Nothing but the lines from the line with "the wooden window" through the end of the data is to be copied, and each is to be copied exactly.

> _Records for the exercise_:
···
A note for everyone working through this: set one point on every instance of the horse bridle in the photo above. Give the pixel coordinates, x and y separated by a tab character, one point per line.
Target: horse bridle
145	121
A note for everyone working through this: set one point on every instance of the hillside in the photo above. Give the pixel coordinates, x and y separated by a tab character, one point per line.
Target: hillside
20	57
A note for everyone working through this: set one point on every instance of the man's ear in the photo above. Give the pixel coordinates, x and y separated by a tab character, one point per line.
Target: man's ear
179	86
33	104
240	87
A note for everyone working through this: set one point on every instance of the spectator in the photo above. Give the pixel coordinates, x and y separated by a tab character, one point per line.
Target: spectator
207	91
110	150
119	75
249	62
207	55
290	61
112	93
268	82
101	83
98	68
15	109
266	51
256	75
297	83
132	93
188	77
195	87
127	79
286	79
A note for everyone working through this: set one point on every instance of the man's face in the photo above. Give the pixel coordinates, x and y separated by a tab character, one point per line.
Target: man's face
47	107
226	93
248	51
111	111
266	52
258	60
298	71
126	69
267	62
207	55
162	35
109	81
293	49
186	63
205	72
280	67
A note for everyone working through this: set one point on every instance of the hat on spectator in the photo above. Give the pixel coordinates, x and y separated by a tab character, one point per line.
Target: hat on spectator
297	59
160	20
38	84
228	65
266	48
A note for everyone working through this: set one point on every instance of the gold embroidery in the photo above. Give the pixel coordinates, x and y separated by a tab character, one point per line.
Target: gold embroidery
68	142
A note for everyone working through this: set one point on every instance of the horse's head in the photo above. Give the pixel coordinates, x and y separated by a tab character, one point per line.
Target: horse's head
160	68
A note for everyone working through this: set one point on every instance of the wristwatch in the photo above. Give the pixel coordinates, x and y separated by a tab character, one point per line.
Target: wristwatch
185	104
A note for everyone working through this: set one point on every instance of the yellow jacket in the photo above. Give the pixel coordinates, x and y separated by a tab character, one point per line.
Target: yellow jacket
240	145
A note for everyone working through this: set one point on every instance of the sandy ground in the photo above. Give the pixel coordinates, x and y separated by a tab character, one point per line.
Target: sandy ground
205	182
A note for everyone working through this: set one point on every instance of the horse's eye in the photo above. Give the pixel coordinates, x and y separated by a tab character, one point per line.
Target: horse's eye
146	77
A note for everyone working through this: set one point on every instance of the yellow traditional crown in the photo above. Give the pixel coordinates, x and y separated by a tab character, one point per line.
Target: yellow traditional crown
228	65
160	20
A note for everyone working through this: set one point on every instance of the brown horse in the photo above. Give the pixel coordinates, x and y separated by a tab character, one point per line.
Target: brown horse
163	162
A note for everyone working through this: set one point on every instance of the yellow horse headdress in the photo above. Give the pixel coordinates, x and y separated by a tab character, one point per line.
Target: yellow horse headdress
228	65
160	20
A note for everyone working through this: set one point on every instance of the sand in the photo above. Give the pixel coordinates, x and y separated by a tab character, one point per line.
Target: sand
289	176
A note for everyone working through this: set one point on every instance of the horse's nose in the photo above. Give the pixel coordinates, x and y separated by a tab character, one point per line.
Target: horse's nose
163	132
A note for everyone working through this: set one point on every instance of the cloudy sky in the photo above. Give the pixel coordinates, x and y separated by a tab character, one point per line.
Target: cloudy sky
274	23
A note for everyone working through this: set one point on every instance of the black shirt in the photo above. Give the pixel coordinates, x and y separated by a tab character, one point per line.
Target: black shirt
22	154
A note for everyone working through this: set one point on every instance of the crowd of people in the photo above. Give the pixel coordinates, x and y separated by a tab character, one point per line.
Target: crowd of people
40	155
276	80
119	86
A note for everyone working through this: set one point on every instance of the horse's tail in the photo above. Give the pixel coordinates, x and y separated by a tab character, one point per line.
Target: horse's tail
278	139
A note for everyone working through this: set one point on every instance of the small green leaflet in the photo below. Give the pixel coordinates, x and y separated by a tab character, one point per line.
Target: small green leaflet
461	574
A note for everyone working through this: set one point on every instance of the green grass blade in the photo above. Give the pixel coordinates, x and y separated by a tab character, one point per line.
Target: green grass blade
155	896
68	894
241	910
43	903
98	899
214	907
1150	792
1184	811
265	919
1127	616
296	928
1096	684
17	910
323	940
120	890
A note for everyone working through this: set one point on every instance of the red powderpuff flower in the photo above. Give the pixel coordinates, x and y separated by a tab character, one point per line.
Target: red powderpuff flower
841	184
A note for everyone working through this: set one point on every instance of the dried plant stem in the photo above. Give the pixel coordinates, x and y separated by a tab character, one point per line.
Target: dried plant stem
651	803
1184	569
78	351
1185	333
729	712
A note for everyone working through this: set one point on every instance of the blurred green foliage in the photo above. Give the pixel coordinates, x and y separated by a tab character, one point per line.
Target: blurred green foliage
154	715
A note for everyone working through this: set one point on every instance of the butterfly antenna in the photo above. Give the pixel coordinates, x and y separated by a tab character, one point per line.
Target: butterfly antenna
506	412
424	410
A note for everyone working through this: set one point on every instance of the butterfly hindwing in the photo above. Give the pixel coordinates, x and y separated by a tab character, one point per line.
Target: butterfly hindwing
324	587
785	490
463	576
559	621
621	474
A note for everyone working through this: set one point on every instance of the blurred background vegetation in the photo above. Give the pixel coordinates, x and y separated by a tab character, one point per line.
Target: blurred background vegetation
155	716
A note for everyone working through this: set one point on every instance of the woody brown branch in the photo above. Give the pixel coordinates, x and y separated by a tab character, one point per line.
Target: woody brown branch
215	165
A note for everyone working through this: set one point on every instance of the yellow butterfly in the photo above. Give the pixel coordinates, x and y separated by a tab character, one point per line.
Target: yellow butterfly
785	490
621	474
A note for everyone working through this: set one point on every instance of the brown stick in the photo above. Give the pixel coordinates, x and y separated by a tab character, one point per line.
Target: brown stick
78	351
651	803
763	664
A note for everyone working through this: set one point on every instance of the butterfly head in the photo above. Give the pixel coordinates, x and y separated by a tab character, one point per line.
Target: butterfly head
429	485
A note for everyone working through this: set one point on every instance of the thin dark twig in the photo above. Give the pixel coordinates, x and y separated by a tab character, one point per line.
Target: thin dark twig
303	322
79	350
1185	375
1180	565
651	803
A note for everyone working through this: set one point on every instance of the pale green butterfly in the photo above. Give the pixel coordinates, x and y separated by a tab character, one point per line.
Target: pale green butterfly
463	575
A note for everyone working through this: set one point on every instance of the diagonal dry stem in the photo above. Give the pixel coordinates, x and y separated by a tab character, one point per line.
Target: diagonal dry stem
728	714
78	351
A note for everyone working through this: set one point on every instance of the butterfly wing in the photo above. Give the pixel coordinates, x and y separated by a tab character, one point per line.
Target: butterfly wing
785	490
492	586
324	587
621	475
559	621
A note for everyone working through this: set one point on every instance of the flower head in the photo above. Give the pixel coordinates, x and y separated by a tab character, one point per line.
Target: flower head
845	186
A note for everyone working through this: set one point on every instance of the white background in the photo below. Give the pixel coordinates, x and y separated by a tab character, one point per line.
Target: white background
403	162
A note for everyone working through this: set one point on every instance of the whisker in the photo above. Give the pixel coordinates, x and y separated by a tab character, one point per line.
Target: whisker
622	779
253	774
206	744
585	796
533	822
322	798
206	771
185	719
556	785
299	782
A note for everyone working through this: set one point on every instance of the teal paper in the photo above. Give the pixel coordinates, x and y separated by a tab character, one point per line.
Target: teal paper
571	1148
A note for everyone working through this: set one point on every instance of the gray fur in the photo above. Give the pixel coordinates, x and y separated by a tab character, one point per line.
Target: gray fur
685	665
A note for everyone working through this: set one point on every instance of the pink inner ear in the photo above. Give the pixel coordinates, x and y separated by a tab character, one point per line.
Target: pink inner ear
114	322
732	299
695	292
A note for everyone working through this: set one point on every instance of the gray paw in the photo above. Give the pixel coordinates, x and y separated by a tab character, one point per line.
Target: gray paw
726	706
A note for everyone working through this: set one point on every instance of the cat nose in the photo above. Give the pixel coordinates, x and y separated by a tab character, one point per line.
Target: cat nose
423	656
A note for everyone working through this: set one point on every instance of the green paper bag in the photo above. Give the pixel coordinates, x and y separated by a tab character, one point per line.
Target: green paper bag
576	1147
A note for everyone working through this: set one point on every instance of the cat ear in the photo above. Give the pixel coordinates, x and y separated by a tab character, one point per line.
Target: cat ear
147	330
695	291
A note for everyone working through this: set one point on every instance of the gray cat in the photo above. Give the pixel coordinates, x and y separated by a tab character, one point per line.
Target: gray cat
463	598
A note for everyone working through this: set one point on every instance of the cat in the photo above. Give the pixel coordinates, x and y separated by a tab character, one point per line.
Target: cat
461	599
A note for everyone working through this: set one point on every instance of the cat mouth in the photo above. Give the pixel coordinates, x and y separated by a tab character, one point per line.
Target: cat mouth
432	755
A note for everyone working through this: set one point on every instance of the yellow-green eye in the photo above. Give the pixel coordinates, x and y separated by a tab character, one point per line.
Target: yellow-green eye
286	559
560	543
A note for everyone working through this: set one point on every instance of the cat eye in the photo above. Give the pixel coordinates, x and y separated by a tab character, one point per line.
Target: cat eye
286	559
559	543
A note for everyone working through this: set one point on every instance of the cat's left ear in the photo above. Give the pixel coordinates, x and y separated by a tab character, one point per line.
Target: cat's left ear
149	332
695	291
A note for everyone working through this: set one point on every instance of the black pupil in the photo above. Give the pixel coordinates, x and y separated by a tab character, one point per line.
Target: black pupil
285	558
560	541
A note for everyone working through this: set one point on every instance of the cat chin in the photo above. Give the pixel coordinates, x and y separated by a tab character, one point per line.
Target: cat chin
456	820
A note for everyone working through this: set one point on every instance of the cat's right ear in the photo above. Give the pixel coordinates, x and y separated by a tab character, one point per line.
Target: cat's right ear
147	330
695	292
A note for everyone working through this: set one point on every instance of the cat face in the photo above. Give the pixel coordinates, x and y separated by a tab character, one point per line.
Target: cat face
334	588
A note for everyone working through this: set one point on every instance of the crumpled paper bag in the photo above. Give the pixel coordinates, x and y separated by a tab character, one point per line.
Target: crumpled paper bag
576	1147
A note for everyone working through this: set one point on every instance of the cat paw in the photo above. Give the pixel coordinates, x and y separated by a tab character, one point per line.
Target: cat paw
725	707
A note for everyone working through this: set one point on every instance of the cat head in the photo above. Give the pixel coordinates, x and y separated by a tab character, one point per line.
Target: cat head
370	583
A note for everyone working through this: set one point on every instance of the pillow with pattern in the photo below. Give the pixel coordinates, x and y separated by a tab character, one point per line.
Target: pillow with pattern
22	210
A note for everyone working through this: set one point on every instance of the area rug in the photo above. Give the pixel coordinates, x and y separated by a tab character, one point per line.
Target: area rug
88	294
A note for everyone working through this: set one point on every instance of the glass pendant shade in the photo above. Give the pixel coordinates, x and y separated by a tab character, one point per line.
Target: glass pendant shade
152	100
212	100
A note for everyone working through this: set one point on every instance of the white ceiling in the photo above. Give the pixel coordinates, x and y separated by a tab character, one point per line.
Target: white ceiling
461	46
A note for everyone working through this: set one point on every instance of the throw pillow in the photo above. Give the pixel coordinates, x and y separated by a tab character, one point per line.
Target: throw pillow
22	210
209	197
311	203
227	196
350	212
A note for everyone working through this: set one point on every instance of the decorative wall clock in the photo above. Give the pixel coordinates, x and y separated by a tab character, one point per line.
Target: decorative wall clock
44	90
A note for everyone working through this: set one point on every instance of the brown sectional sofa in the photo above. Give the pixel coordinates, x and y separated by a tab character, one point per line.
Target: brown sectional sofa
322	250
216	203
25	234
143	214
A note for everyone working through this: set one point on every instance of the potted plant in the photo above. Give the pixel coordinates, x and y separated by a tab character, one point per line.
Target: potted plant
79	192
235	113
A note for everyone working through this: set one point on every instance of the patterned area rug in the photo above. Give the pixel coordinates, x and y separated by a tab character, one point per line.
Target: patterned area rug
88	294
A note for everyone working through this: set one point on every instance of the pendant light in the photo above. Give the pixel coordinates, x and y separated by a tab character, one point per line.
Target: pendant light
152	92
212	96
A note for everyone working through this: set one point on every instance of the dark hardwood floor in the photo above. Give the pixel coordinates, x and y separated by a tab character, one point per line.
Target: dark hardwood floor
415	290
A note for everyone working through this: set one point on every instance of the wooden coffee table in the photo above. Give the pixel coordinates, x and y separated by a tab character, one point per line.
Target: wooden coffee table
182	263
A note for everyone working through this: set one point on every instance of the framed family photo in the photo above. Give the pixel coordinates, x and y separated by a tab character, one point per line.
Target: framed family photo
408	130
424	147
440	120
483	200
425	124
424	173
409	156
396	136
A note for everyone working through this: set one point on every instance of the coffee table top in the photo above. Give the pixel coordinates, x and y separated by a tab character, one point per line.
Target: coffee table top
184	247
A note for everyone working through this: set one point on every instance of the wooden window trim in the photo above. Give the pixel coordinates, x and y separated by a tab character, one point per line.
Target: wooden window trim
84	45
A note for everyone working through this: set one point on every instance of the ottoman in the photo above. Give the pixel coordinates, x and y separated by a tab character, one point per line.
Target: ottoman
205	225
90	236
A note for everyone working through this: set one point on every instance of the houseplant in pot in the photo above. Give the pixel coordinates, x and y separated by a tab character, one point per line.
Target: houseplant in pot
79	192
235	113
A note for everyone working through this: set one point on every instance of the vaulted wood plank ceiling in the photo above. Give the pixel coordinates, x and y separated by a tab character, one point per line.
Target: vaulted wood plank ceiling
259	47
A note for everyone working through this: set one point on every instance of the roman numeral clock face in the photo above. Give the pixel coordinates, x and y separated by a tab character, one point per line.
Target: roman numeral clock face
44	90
···
> _Result_:
A note for everyone working through this: set one point on every instance of the wooden window trim in the photo above. Give the pixel coordinates, x and y separated by a tab character, one point per line.
Target: wooden window trim
84	45
A note for everyone working through this: set one point on every instance of the ottoman in the photo above. Give the pixel coordinates, x and y separated by a tab character, one point per line.
Target: ottoman
205	225
90	236
A note for everyone working through this: set one point on every instance of the houseplant in pot in the photo above. Give the pixel coordinates, x and y separated by a tab character, one point per line.
Target: houseplant in pot
79	192
235	113
A note for everyone working through this: set one point on every instance of the vaulted wood plank ceiling in the photo above. Give the pixel coordinates, x and y separated by a tab character, one point per line.
Target: vaulted wood plank ceiling
259	47
A note for everyone working through this: set one point on every instance of the roman numeral clock face in the photo above. Give the pixel coordinates, x and y separated by a tab character, one point per line.
Target: roman numeral clock face
44	90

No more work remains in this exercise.